(What is needed) Copy the data below from the line containing "Where in the photo above can the building wall" through the end, request lines included, and shift each point coordinate in the answers by adding 32 to it.

-*-*-

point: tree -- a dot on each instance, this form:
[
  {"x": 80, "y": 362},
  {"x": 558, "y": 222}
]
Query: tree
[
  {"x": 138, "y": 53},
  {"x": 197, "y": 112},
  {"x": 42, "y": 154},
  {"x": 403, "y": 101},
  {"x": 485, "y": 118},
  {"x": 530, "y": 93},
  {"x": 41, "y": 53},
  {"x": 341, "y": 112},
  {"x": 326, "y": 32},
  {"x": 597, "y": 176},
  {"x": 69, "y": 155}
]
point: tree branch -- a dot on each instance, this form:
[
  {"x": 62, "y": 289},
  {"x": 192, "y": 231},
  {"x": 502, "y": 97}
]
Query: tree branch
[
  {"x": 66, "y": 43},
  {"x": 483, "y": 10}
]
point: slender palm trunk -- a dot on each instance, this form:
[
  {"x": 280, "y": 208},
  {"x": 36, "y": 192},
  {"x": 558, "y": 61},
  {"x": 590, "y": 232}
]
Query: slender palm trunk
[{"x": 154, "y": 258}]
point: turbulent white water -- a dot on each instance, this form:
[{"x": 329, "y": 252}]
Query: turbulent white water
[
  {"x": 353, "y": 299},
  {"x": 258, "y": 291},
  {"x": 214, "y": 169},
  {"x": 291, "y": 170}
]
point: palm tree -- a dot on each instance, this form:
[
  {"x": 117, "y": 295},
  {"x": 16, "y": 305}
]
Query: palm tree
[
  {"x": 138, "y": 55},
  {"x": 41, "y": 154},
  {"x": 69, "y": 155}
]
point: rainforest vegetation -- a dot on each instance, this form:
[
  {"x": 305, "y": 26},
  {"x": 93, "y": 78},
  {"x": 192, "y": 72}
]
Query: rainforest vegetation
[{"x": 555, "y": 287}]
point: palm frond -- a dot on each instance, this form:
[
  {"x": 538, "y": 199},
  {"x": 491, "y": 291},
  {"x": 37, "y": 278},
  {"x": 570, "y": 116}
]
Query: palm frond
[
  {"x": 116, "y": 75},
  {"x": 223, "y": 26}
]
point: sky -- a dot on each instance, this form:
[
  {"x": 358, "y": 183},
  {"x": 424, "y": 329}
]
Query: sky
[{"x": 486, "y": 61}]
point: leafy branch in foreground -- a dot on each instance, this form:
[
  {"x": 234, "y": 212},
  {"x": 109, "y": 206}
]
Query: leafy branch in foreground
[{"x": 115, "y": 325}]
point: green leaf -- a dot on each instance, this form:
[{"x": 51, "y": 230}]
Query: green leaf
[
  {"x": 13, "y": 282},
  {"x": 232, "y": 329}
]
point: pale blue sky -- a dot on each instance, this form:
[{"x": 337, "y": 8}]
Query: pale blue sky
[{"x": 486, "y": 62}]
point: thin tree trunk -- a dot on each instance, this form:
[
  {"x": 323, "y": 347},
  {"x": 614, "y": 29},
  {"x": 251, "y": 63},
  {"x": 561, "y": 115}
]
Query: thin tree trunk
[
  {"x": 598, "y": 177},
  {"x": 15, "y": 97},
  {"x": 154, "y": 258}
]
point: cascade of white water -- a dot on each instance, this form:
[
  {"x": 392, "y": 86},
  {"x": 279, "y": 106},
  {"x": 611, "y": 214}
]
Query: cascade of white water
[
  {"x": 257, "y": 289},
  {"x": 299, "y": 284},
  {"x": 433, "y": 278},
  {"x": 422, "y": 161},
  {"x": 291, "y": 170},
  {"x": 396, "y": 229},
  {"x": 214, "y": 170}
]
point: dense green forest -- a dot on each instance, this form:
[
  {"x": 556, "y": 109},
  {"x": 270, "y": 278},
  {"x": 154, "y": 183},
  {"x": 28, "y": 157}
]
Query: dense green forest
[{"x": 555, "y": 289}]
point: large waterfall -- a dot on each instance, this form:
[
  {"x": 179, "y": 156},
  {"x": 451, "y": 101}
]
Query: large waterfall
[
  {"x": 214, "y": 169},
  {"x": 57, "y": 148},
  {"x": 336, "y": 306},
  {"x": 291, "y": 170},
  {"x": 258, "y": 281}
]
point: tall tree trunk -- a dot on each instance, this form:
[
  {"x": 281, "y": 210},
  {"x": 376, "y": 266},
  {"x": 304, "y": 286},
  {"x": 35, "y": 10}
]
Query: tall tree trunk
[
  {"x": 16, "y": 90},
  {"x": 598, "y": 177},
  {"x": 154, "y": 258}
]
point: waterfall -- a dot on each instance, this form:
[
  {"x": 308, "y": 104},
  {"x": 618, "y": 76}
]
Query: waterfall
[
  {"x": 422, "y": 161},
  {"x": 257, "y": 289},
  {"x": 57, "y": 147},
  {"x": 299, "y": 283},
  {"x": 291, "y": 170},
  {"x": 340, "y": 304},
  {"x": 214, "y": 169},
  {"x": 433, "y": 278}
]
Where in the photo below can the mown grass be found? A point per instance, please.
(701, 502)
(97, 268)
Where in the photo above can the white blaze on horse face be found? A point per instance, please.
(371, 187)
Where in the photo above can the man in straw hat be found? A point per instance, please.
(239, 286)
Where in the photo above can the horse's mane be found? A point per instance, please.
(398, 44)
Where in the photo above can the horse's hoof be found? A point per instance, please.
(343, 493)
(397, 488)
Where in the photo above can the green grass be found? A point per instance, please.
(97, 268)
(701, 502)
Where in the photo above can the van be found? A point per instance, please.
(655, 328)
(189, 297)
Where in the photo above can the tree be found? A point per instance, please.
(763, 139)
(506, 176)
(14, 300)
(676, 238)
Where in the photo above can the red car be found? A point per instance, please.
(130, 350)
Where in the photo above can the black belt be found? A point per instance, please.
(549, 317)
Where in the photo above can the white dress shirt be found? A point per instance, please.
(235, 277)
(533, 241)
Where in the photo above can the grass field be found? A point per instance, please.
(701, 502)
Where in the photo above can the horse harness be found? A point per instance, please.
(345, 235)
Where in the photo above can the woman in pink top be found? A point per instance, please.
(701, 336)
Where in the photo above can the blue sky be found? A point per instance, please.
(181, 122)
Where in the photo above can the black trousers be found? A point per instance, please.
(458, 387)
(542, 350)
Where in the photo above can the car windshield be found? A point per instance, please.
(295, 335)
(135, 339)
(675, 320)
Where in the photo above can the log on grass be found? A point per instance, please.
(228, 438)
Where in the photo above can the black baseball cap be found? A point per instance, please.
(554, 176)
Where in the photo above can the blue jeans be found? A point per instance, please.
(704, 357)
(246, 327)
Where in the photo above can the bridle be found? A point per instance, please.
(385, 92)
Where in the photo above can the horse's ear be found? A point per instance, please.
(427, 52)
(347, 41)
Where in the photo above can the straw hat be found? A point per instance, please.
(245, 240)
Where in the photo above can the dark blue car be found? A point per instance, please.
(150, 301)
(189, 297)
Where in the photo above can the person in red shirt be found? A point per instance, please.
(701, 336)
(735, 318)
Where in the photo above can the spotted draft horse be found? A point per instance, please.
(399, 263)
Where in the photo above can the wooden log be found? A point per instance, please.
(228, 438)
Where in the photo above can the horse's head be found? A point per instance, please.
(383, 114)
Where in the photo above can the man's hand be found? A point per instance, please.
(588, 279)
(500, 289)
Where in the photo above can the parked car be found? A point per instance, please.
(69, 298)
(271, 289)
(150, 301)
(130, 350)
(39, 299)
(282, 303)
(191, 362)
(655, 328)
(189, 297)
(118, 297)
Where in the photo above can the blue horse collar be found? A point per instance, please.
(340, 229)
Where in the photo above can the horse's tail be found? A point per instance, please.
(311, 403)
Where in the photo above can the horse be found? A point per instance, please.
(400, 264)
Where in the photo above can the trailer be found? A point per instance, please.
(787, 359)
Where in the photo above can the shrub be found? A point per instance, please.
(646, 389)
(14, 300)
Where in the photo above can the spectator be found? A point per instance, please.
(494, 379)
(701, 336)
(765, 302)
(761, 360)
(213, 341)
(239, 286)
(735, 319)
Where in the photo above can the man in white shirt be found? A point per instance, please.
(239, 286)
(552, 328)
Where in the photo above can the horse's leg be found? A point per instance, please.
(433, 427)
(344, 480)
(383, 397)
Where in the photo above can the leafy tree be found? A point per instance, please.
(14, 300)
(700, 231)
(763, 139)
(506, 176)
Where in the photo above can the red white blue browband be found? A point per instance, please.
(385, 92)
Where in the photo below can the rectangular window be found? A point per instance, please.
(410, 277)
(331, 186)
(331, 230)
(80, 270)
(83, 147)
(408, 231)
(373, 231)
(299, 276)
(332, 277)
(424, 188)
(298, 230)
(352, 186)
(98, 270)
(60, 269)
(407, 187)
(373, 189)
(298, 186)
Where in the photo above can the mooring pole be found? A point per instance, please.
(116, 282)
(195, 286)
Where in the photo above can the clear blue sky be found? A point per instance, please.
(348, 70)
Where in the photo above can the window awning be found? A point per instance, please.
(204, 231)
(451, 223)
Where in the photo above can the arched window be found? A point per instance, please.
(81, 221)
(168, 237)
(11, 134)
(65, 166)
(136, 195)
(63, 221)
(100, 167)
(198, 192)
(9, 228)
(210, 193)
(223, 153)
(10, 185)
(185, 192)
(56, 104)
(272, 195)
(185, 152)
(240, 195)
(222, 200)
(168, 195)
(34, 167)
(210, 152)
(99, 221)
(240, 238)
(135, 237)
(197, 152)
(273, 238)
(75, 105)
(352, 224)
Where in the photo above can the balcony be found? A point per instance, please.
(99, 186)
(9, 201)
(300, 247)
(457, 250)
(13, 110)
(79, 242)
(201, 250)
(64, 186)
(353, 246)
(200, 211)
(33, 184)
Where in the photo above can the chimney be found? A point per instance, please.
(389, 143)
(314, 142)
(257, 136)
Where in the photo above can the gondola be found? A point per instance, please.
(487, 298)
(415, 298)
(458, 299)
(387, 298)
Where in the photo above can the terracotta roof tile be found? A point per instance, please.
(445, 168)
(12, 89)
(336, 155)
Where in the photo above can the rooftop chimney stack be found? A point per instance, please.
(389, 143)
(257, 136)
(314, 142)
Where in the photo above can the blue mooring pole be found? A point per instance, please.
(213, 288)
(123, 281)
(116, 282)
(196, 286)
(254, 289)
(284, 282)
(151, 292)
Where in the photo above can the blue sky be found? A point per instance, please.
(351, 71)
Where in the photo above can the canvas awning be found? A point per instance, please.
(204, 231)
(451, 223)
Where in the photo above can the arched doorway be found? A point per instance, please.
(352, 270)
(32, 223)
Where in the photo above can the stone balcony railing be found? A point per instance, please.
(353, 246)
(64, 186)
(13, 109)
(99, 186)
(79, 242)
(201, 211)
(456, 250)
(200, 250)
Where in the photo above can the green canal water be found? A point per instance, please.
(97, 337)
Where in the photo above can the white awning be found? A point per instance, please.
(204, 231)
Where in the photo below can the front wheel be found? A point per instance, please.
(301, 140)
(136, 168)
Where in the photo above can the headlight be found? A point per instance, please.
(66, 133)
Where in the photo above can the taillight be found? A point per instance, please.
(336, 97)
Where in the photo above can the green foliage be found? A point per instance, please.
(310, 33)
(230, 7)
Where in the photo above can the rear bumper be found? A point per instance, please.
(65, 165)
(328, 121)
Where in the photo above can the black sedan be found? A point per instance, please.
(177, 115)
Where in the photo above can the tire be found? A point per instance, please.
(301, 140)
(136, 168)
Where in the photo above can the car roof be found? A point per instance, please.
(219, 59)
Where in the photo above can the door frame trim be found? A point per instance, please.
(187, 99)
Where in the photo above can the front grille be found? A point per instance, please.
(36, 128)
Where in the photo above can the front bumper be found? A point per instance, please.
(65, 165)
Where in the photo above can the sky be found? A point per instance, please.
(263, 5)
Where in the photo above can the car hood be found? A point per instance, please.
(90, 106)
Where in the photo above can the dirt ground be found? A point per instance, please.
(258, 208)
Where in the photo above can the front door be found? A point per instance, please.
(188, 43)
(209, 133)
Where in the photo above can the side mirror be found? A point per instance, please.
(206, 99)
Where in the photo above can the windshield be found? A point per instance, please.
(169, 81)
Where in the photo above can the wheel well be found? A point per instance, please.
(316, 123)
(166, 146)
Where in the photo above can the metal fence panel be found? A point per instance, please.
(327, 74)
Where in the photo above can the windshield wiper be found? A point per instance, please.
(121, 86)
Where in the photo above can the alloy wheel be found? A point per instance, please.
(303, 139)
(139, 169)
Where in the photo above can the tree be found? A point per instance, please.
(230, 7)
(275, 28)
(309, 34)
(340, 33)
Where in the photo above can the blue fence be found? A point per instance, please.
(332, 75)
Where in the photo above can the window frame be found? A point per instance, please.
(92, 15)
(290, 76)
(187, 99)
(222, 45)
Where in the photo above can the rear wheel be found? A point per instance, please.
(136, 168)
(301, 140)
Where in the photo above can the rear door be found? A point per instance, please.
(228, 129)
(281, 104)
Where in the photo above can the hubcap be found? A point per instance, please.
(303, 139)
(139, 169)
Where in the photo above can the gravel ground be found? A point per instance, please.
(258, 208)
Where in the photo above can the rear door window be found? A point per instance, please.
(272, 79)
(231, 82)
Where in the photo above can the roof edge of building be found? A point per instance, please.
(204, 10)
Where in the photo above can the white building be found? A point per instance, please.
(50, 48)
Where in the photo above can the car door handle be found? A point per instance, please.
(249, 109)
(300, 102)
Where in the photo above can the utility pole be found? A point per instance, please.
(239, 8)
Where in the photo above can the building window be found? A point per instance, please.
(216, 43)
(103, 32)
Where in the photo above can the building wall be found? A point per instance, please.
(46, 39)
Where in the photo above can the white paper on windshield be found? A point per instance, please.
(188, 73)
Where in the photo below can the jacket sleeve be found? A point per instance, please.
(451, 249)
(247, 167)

-*-*-

(Result)
Where in the photo above can the building wall be found? A point per instance, please.
(78, 71)
Where in the photo above can the white paper on windshield be found? A point per instance, please.
(220, 105)
Where in the photo below can the jacket sleeve be found? A point per instance, please.
(483, 281)
(279, 199)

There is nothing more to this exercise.